___ Selected text

This module will introduce you to several useful data structures built on the door, then discuss how the compiler handles types and the sample.

Key Data Structures and Molds

+maps are a versatile way to store and access data, but they are far from the only useful pattern. +maps were documented in the previous module.

+tree

We use tree to make a binary tree data structure in Hoon, e.g., (tree @) for a binary tree of atoms.

There are two kinds of +tree in Hoon:

  1. The null tree ~.

  2. A non-null tree which is a cell with three parts.

    1. The node value.

    2. The left child of the node.

    3. The right child of the node.

______
___ Dataset content

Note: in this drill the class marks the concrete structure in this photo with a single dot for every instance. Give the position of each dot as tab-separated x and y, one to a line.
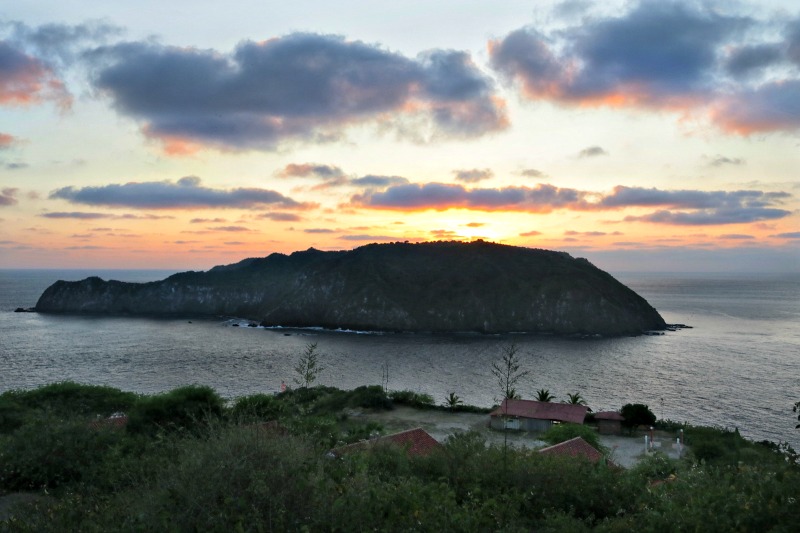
530	415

______

Work to complete>
a – Answer these questions using the Hoon tutorial:
(i) Where were +maps documented?
(ii) What is given as the way to write a binary tree of atoms?
(iii) What three parts make up a non-null tree?
b – Pick up the Hoon tutorial after its last line and continue it.

Results of the tasks>
a –
(i) In the previous module.
(ii) (tree @)
(iii) The node value, the left child of the node, and the right child of the node.

b –
Each child is itself a tree. The node value has the face n, the left child has the face l, and the right child has the face r. The following diagram provides an illustration of a (tree @) (without the faces):

          12
        /    \
      8       14
    /   \    /   \
   4     ~  ~     16
 /  \            /  \
~    ~          ~    ~

Hoon supports trees of any type that can be constructed in Hoon, e.g.: (tree @), (tree ^), (tree [@ ?]), etc. Let's construct the tree in the diagram above in the dojo, casting it accordingly:

> `(tree @)`[12 [8 [4 ~ ~] ~] [14 ~ [16 ~ ~]]]
{4 8 12 14 16}

Notice that we don't have to insert the faces manually; by casting the noun above to a (tree @) Hoon inserts the faces for us. Let's put this noun in the Dojo subject with the face "b" and pull out the tree at the left child of the 12 node:

> =b `(tree @)`[12 [8 [4 ~ ~] ~] [14 ~ [16 ~ ~]]]

> b
{4 8 12 14 16}

> l.b
-find.l.b
find-fork

This didn't work because we haven't first proved to Hoon that .b is a non-null tree. A null tree has no .l in it, after all. Let's try again, using ?~ wutsig to prove that .b isn't null. We can also look at .r and .n:

> ?~(b ~ l.b)
{4 8}

> ?~(b ~ r.b)
{14 16}

> ?~(b ~ n.b)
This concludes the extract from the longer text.